__SHORT EXERCISE 1__:
Repeat the passage of the forum thread about moving to Italy starting with "# Moving To" and going on through "(May 28, 2009)".

__SOURCE EXTRACT__:
━━━━━━
# Moving To Italy Need Some Help and Advice!!!



## falconer (May 27, 2009)

Hi everyone myself and my family are looking to relocate from the UK to Italy in August of this year, but we are really struggling with finding schools in the Lombardia region. Can any one give any good websites or recommend any good schools in that area, as our son is also autistic so finding a good school for him is very important to help him settle in quicker! Our son is 8 years old and our daughter is 11. Any help or advice anyone could give would be greatly appreciated! Does anyone also know of any Falconry Centers in that region as I am a keen Falconer! or any Zoo's would be good too! john


----------



## bahamut (May 28, 2009)

falconer said:


> Hi everyone myself and my family are looking to relocate from the UK to Italy in August of this year, but we are really struggling with finding schools in the Lombardia region. Can any one give any good websites or recommend any good schools in that area, as our son is also autistic so finding a good school for him is very important to help him settle in quicker! Our son is 8 years old and our daughter is 11. Any help or advice anyone could give would be greatly appreciated! Does anyone also know of any Falconry Centers in that region as I am a keen Falconer! or any Zoo's would be good too! john


Hi John , now I'm at my workplace and I can't do any researches but this evening I will google out something and will see what comes out.
━━━━━━
__Named object pointing entries__:

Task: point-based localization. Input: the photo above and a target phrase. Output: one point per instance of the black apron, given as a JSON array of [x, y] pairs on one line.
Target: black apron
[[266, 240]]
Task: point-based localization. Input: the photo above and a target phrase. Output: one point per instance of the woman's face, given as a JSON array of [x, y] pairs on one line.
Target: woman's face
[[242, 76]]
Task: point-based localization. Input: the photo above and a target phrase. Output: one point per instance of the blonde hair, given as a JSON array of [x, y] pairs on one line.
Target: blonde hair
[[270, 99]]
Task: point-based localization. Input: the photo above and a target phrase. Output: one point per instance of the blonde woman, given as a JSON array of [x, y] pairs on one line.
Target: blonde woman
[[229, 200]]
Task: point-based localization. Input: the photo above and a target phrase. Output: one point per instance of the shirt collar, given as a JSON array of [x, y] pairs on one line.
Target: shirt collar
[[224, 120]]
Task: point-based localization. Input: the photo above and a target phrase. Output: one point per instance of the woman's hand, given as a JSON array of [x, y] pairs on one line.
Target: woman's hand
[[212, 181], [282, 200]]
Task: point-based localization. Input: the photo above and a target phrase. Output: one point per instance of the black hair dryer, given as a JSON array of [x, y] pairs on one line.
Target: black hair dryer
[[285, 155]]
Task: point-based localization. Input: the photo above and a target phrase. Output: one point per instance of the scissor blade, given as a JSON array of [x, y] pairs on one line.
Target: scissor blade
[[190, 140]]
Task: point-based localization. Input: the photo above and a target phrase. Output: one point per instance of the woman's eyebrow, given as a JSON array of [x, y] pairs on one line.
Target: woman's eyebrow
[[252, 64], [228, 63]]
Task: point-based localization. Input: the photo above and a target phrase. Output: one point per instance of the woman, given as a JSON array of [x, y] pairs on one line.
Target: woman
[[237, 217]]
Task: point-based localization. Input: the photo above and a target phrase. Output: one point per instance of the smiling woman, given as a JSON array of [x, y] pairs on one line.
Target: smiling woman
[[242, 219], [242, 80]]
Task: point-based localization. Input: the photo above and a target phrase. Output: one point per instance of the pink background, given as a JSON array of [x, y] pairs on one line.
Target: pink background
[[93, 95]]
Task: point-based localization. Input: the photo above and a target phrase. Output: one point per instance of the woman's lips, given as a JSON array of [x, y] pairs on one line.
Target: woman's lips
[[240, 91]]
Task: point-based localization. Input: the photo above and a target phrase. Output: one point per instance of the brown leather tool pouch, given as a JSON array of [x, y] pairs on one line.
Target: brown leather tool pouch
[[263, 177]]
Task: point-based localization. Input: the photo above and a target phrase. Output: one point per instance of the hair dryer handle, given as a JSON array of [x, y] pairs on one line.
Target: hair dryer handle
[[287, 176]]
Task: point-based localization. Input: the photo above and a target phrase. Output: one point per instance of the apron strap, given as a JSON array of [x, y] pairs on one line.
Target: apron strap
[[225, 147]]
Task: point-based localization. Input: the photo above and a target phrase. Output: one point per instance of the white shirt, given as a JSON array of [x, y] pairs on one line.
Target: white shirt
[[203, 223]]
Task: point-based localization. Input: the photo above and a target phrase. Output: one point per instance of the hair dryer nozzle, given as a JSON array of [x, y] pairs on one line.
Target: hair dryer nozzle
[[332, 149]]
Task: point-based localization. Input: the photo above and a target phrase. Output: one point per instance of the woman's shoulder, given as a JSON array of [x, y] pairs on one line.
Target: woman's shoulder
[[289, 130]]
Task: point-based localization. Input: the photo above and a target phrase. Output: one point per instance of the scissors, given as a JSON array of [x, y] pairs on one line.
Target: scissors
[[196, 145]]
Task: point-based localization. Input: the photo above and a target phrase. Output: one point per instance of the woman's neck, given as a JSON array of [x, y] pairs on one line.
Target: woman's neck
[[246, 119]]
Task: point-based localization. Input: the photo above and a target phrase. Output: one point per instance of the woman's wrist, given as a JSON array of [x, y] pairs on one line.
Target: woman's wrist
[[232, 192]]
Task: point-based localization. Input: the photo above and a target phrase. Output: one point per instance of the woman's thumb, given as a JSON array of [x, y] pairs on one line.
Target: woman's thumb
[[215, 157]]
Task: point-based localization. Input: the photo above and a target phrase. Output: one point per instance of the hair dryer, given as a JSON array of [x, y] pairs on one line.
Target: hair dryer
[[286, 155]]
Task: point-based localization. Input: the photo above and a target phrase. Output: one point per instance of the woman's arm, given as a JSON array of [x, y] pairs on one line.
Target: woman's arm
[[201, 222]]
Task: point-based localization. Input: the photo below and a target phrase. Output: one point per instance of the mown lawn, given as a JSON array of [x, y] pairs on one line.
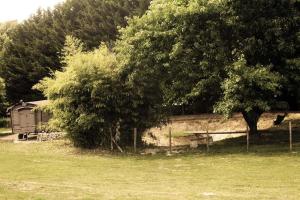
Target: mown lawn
[[58, 171]]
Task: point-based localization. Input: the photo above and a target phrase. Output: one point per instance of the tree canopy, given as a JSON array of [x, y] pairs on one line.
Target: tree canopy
[[194, 49], [35, 45]]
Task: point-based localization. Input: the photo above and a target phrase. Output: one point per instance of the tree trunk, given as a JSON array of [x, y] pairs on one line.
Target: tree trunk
[[252, 118]]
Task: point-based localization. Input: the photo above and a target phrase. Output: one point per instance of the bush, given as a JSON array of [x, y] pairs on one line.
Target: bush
[[92, 100]]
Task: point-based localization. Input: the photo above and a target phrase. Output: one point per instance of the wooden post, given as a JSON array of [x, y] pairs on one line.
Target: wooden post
[[170, 140], [111, 140], [134, 139], [247, 135], [207, 139], [291, 137]]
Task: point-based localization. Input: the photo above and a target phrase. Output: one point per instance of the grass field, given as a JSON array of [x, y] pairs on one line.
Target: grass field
[[58, 171]]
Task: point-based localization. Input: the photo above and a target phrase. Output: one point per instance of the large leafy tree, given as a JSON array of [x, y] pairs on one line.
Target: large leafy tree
[[241, 56], [91, 101], [178, 47], [267, 34], [35, 45]]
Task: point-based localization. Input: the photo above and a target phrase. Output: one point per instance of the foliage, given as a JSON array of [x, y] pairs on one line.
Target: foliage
[[90, 101], [248, 88], [34, 50], [181, 48], [177, 48]]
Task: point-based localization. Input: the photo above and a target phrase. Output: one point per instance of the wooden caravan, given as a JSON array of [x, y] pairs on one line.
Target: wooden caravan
[[26, 120]]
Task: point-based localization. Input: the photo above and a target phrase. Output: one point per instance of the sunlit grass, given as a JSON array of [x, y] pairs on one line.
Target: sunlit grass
[[58, 171]]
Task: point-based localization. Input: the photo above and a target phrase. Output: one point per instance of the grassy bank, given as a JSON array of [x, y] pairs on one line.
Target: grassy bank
[[59, 171]]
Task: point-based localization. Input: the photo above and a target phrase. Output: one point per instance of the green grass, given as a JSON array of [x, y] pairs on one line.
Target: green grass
[[59, 171], [5, 132]]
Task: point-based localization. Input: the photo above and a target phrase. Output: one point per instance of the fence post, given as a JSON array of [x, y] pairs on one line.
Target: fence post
[[111, 140], [291, 137], [134, 139], [170, 140], [207, 140], [247, 132]]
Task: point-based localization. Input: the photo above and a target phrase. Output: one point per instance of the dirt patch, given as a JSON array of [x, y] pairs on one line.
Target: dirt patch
[[158, 136]]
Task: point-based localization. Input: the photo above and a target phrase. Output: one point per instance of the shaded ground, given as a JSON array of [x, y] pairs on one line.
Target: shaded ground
[[56, 170], [182, 124]]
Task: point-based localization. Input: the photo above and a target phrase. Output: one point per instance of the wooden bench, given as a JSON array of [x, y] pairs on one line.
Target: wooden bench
[[205, 135]]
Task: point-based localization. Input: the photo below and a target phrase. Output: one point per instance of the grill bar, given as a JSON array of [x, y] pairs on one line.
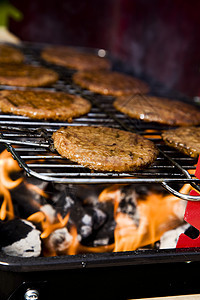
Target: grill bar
[[30, 142]]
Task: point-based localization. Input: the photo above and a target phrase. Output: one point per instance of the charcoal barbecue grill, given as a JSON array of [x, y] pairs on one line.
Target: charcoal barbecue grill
[[136, 274], [30, 142]]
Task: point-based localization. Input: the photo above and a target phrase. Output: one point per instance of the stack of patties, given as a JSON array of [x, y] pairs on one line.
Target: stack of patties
[[99, 148]]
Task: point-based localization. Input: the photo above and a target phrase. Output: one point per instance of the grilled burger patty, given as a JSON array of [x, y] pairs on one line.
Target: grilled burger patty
[[186, 140], [104, 149], [109, 83], [43, 105], [161, 110], [74, 59], [26, 75], [9, 54]]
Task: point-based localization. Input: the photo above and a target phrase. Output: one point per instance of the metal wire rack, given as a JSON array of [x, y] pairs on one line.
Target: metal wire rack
[[30, 142]]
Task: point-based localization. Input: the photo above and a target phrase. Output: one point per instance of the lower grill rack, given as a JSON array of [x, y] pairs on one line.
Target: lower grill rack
[[30, 143]]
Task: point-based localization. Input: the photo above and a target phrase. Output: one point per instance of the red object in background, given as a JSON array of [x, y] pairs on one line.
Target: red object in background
[[192, 216], [158, 38]]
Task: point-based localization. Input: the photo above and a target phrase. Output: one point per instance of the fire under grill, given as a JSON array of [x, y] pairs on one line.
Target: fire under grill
[[30, 142], [119, 275]]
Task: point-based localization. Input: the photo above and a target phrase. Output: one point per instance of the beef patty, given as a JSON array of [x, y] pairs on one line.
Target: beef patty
[[43, 105], [155, 109], [9, 54], [74, 59], [110, 83], [104, 149], [26, 75], [186, 140]]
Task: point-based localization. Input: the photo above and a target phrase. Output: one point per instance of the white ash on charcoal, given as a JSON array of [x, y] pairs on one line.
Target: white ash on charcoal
[[20, 238], [26, 198], [94, 220], [57, 242]]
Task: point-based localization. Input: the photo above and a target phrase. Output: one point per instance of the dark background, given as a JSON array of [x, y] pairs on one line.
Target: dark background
[[160, 38]]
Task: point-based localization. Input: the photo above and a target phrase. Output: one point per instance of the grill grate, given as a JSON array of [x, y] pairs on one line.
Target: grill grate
[[30, 143]]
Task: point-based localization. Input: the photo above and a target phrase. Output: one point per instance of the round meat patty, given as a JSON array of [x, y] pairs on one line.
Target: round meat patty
[[186, 140], [160, 110], [9, 54], [43, 105], [26, 75], [72, 58], [110, 83], [104, 149]]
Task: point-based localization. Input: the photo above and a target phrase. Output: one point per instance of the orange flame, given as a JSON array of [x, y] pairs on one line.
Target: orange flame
[[7, 166], [157, 214]]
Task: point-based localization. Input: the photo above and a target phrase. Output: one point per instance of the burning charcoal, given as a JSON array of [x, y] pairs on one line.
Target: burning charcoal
[[20, 238], [85, 231], [128, 203], [103, 226], [58, 242], [170, 238], [99, 218], [49, 211], [25, 201]]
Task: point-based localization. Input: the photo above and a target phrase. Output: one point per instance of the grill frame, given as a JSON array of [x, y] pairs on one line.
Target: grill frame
[[34, 136]]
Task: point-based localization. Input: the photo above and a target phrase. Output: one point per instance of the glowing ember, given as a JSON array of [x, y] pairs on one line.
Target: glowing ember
[[140, 219]]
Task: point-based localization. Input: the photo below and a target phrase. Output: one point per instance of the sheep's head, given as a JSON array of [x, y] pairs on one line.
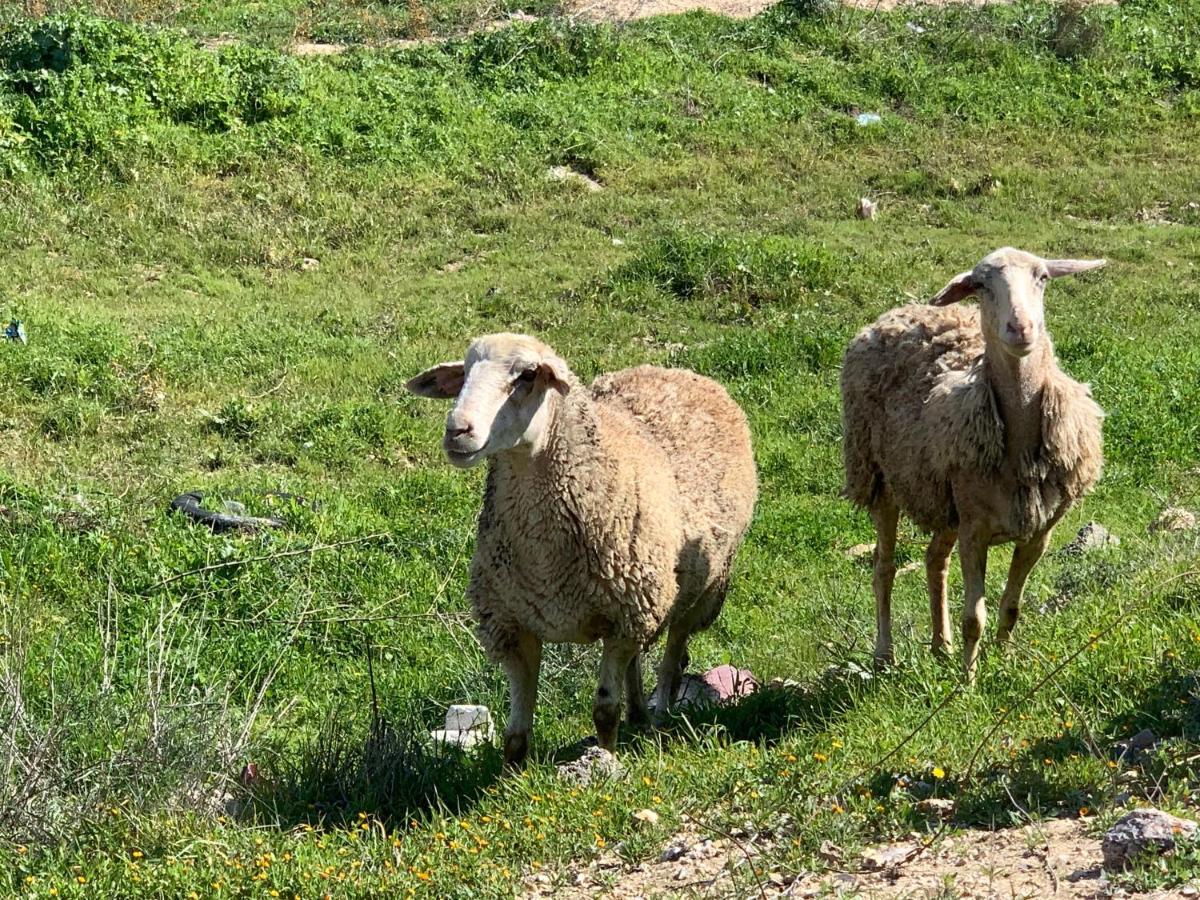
━━━━━━
__SHORT EXERCISE 2__:
Reproduce the records starting with their first line and going on through the line with "[[266, 240]]".

__TASK RESULT 1__:
# Moving To Italy Need Some Help and Advice!!!



## falconer (May 27, 2009)

Hi everyone myself and my family are looking to relocate from the UK to Italy in August of this year, but we are really struggling with finding schools in the Lombardia region. Can any one give any good websites or recommend any good schools in that area, as our son is also autistic so finding a good school for him is very important to help him settle in quicker! Our son is 8 years old and our daughter is 11. Any help or advice anyone could give would be greatly appreciated! Does anyone also know of any Falconry Centers in that region as I am a keen Falconer! or any Zoo's would be good too! john


----------



## bahamut (May 28, 2009)

__TASK RESULT 2__:
Task: point-based localization. Input: the photo above and a target phrase. Output: one point per instance of the black apron, given as a JSON array of [x, y] pairs on one line.
Target: black apron
[[266, 240]]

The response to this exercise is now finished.